>> START

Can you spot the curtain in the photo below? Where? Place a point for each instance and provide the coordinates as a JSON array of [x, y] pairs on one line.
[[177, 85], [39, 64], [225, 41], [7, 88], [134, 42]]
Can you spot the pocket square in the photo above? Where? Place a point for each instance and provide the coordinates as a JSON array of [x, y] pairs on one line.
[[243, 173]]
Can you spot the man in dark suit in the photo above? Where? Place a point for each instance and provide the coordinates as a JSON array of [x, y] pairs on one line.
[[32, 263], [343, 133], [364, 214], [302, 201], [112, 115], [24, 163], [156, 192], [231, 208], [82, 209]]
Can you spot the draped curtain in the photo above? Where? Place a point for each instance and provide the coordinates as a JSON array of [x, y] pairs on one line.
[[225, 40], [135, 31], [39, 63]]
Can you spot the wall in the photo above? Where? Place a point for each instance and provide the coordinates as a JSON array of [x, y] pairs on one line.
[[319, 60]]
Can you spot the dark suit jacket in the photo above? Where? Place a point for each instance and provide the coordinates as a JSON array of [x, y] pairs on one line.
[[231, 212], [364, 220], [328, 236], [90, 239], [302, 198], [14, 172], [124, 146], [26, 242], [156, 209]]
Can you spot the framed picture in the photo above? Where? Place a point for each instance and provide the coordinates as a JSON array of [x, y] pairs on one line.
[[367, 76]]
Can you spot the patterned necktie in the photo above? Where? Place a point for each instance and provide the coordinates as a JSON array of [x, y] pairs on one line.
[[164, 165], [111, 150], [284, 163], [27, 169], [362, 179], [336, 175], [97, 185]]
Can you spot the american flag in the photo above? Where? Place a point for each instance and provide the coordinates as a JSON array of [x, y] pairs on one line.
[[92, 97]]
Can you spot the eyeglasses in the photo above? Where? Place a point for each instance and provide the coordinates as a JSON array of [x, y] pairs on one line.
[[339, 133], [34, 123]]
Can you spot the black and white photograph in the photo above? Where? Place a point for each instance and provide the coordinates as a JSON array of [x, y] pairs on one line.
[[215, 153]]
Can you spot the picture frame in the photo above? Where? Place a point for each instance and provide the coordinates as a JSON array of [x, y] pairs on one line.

>> END

• GOAL OF THE EXERCISE: Rewrite all of the items above as a numbered list, one line per entry, with any blank lines omitted.

• WRITTEN RESPONSE:
1. Can you spot the curtain in the photo below? Where? Place a point for each instance and provide the coordinates as a JSON array of [x, y] pairs on one line.
2. [[177, 85], [39, 64], [225, 41], [7, 88], [134, 42]]
3. Can you spot the pocket square in the photo above? Where? Place a point for each instance and provide the coordinates as a JSON array of [x, y] pairs on one line.
4. [[243, 173]]
5. Can you spot the man in dark suit in the photo above? Where? Place a point for each instance and provide the coordinates as a JSON array of [x, y] pairs on one line.
6. [[32, 263], [343, 133], [364, 214], [302, 201], [112, 115], [24, 163], [156, 192], [231, 208], [82, 209]]
7. Can you spot the draped curtain in the photo above? Where? Place a point for each instance and provide the coordinates as a JSON array of [x, y] pairs on one line.
8. [[225, 40], [135, 31], [39, 63]]
9. Can you spot the wall in the photo above? Where? Place a point for each instance and provide the coordinates as a JSON array of [x, y] pairs on one line.
10. [[319, 60]]
11. Can you spot the dark suit jacket in the photo above? Where? Place a point for each instance and provide the coordinates as a JSON array of [x, y] pairs on one line.
12. [[231, 212], [364, 220], [328, 236], [90, 239], [302, 198], [14, 172], [124, 146], [26, 242], [156, 209]]
13. Can you spot the framed picture in the photo above? Where? Place a point for each instance and provide the coordinates as a JSON array of [x, y] pairs on one line.
14. [[367, 76]]
15. Can you spot the patterned necktie in the photo above? Where? Place a point for each instance and provide the coordinates as a JSON array of [x, y] pairs on one line.
16. [[164, 165], [111, 150], [284, 163], [27, 169], [362, 179], [336, 175], [97, 185]]
17. Can you spot the american flag in the photo above? Where? Place a point for each instance and provide the coordinates as a JSON array of [x, y] pairs on one line.
18. [[92, 97]]
19. Can you spot the eyeglasses in the photo above? Where? Place a point for each instance and provide the coordinates as a JSON array of [x, y] pairs on one line.
20. [[339, 133], [34, 123]]
21. Can you spot the black and white photograph in the photo above? Where? Place a point for each instance and provide the coordinates as a JSON array of [x, y] pairs on one line.
22. [[215, 153]]
23. Can you spot the picture frame in the photo above? Where? Place a point for each instance and provide the coordinates as a JSON array of [x, y] pairs on one line.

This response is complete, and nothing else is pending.